• Texto extraído

+ + +

B.G: Está indo muito bem. A Clarice é uma personagem
cativante, ela é muito amorosa e maternal. Apesar da sua fragilidade ela vai
contribuir para que o amor seja mais importante do que a vingança e que sempre
é possível superar as dificuldades da vida.
M.L:
“Vitória” é da autoria de Cristianne Fridman, com quem já tinha trabalhado na
telenovela “Vidas em Jogo” (TV Record, (2011/2012). Como é trabalhar com ela?
B.G: É muito
bom! A Cristianne não faz personagens óbvias, todas são ambíguas como na vida,
ninguém é só bonzinho ou só malvado. Todos têm o bem e o mal dentro de si, o
que faz com que fique muito mais interessante a personagem e a história que
está sendo contada. Ela surpreende a todos nós, quando a gente pensa que é uma
coisa ela vem e muda tudo, é instigante e divertido!

+ + +

(Trechos de dados de rotulagem de localização)
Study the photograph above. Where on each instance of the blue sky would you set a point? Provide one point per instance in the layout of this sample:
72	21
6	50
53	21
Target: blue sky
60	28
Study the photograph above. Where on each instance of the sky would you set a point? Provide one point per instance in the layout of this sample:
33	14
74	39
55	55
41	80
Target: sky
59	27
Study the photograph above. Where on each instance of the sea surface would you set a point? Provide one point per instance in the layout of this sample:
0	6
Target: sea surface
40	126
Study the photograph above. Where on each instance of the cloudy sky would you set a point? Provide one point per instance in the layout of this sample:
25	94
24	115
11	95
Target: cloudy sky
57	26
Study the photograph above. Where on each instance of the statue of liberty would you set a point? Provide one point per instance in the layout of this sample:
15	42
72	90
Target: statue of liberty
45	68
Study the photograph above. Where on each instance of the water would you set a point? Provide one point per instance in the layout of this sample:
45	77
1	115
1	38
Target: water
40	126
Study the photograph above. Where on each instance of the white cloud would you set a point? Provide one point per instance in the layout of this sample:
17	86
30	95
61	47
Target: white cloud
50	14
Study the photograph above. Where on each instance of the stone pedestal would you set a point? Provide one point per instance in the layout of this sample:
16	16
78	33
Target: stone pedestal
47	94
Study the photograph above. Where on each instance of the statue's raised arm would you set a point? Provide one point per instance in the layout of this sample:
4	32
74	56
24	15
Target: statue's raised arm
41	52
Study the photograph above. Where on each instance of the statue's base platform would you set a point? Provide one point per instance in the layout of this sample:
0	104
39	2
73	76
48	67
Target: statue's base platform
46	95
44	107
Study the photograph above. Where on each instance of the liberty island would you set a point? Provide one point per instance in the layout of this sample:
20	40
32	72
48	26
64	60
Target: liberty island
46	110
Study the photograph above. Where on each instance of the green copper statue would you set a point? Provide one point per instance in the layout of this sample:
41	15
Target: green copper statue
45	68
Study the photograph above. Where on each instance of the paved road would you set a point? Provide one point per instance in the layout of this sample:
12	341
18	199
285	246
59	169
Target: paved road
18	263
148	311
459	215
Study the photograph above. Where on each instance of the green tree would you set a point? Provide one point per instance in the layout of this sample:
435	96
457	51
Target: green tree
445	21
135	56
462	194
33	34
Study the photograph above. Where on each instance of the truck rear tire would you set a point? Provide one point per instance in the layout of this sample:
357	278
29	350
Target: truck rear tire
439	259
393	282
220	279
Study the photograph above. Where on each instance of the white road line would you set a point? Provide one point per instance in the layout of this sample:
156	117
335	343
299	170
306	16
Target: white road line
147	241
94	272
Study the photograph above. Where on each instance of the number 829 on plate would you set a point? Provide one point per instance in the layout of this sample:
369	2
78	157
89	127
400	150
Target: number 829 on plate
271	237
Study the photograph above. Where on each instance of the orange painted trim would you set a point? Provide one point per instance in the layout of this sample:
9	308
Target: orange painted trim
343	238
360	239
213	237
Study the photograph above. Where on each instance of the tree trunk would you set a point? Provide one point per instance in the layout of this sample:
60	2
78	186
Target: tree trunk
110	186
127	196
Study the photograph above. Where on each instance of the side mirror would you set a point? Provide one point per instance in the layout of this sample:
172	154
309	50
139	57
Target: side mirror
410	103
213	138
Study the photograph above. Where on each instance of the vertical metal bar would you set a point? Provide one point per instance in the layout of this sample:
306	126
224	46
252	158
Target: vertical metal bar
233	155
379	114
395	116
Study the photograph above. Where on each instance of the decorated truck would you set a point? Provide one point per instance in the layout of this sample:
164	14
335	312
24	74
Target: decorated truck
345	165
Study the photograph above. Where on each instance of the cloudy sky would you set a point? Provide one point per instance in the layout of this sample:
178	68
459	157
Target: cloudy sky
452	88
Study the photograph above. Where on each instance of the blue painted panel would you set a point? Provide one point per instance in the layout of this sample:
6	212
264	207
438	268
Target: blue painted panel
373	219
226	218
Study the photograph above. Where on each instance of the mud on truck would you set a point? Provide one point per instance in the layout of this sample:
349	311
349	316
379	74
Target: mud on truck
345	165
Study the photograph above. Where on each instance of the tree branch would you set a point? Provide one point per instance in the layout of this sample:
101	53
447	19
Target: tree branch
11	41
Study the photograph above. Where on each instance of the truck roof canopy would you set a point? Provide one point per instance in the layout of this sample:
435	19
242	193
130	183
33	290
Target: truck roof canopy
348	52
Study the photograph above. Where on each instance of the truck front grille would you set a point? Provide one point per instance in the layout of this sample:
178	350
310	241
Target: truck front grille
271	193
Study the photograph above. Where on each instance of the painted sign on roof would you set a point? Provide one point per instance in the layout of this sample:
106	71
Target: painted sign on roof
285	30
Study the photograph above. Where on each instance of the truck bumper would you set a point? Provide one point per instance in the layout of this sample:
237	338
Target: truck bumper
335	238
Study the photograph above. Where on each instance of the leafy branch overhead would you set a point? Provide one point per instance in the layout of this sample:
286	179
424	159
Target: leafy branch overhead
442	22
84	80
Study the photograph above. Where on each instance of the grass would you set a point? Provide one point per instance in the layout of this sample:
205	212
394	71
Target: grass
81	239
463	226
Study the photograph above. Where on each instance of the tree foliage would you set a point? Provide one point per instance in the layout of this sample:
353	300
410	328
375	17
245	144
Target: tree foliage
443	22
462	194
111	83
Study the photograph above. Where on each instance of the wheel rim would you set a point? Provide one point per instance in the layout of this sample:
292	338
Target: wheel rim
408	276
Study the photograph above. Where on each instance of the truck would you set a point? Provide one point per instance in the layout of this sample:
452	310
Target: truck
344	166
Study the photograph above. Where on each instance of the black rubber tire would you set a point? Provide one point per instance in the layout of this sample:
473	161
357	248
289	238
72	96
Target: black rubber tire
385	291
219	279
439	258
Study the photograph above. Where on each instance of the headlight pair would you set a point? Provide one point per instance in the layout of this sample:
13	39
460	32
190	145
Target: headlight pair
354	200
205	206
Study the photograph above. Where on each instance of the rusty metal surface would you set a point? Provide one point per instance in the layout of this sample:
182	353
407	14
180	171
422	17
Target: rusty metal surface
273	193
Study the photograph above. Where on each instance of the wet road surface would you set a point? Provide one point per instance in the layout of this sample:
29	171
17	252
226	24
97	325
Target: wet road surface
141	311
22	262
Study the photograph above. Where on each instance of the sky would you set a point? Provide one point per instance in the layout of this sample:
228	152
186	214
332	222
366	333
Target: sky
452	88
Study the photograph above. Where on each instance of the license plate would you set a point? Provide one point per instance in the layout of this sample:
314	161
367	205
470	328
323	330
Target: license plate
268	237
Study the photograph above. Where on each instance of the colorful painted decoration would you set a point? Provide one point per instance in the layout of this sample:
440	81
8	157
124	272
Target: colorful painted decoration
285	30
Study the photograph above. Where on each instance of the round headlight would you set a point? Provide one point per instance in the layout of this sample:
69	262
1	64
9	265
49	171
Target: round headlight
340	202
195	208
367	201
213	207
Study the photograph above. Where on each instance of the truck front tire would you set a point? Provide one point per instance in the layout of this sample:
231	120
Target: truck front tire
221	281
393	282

+ + +

• Instruções da tarefa
Quem é a autora de "Vitória", segundo a entrevista?

• Resposta do exercício
Cristianne Fridman.